Exercise: Starting at the line that holds "the man's ear", set down each line through the end of the listing, exactly as written and with nothing added.

Extracted data:
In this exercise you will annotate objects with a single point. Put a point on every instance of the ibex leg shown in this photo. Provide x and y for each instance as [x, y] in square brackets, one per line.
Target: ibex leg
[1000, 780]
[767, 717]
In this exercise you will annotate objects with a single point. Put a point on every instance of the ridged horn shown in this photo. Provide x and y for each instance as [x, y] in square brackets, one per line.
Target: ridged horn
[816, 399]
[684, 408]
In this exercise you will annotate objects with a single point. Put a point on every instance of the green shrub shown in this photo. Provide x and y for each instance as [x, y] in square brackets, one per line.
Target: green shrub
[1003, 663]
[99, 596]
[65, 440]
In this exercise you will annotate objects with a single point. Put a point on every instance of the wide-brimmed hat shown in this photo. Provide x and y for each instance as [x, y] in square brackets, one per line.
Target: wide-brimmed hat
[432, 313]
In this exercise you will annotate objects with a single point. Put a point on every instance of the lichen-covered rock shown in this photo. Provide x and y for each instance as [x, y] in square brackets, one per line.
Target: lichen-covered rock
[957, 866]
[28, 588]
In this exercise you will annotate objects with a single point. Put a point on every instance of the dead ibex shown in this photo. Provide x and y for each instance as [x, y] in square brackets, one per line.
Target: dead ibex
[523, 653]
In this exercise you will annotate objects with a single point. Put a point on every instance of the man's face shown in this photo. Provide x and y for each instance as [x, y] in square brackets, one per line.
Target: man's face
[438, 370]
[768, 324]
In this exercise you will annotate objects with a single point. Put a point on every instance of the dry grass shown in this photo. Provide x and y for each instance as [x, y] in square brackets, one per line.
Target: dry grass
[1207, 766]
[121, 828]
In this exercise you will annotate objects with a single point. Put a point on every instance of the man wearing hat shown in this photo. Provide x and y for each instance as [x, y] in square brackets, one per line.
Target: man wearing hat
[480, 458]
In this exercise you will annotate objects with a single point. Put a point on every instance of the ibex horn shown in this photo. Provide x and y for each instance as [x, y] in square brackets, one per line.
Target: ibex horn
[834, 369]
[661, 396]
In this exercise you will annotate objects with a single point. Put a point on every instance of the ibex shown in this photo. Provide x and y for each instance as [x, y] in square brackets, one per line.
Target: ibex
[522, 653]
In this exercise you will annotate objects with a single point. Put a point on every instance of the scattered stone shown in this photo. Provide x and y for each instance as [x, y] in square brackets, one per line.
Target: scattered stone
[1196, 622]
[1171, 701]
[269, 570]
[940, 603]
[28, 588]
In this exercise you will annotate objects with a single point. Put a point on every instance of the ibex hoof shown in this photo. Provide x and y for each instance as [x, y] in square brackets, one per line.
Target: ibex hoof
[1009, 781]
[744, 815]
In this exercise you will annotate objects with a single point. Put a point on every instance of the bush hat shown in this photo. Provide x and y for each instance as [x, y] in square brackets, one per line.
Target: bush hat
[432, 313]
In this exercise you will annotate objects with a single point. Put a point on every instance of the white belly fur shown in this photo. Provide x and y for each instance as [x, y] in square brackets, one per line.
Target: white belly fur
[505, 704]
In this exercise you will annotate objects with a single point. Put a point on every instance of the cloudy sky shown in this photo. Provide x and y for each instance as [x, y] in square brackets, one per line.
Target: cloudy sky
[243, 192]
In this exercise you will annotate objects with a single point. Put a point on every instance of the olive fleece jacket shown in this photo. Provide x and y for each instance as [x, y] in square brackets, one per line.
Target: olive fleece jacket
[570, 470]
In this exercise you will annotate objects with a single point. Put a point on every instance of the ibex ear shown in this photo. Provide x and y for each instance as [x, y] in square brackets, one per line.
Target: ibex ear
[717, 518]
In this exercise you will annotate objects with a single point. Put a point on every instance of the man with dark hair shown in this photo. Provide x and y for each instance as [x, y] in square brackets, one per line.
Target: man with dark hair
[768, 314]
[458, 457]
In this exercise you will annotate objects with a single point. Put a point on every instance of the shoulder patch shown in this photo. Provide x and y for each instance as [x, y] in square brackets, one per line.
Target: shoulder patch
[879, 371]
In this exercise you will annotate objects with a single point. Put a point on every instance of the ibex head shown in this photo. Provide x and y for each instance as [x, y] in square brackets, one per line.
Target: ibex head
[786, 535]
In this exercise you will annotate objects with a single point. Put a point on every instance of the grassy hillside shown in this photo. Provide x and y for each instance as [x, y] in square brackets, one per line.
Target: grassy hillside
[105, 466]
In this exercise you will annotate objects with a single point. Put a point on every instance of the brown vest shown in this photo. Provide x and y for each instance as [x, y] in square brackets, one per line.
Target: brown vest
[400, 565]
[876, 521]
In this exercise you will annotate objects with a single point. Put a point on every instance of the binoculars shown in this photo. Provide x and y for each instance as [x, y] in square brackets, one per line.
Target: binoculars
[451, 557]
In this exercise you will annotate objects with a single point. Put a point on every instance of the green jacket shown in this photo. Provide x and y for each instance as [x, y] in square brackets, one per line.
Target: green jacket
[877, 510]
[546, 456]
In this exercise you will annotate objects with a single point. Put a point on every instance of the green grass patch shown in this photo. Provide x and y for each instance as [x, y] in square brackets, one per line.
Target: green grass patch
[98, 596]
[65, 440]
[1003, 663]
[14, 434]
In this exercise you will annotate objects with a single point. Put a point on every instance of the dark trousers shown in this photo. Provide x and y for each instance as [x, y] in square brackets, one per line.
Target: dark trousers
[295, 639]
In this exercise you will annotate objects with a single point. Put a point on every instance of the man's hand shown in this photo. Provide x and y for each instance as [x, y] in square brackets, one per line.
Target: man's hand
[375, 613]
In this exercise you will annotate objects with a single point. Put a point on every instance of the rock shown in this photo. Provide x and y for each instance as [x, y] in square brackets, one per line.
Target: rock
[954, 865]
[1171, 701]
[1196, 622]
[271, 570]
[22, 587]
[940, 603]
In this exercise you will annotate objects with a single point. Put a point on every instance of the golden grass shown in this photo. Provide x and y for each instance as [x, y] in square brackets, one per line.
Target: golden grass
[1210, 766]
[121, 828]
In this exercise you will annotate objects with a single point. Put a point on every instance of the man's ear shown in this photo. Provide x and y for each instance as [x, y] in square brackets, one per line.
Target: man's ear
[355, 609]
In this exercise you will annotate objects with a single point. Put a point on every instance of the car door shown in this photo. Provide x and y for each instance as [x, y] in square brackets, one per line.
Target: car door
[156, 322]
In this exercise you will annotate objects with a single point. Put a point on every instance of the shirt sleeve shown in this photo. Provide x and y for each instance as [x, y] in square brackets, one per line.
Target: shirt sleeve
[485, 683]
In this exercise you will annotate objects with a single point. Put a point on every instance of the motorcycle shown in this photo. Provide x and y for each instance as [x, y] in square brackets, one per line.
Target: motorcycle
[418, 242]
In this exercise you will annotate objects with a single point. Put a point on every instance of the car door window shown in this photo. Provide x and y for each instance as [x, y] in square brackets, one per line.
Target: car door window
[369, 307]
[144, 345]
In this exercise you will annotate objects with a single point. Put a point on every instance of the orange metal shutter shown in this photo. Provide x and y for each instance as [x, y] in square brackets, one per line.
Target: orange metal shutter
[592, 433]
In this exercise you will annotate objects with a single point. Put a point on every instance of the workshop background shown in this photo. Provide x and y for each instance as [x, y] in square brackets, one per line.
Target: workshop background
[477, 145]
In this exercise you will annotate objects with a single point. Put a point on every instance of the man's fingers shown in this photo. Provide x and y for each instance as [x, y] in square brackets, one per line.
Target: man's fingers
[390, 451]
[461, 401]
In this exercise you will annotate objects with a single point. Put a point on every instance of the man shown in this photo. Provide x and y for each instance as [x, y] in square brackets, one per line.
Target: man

Response to this task:
In this exercise you will annotate objects with a single point. Put a point on every instance of the man's ear shown in this photo. Provide x and y for each instance as [x, y] in square brackets, one per line.
Target: man's ear
[355, 609]
In this exercise you will annotate objects with a single point. Put a point on every instance of the car door shown in this photo. Provide x and y for each instance as [x, y] in square brackets, one per line.
Target: car door
[156, 322]
In this exercise you will annotate objects with a single point. Put a point on every instance of the shirt sleeve shown in this photo. Provide x and y for each instance as [x, y] in square brackets, one per line.
Target: shirt sleeve
[485, 683]
In this exercise you will annotate objects with a single point. Put a point on every instance of the motorcycle shown in this photo. Provide x and y for each instance as [x, y] in square brackets, one per line.
Target: motorcycle
[418, 242]
In this exercise you will annotate objects with a single point. Put a point on every instance of the car door window shown in this photo. Provide x and y for each instance as [x, y] in square brackets, one per line.
Target: car door window
[369, 307]
[144, 345]
In this exercise you will annotate objects with a single point. Put a point on every instance of the orange metal shutter shown in this photo. Provide x and y for each instance as [x, y] in square brackets, one per line.
Target: orange metal shutter
[592, 433]
In this exercise you will annotate objects with a single point. Put a point on every instance of the workshop background shown in this photo. Provide x and y for each instance as [x, y] in square brackets, one per line.
Target: workshop background
[477, 145]
In this exercise you will annotate objects with a single point. Put a point on every instance of the man's fingers shown in this photo. Provide x and y for each instance as [x, y] in square brackets, one per line.
Target: man's fingers
[390, 451]
[461, 401]
In this exercise you will annotate objects with a single point. Put a point on every instance of the man shown in this photo. Provide x and y for each instance as [x, y] in square brackets, one per line.
Target: man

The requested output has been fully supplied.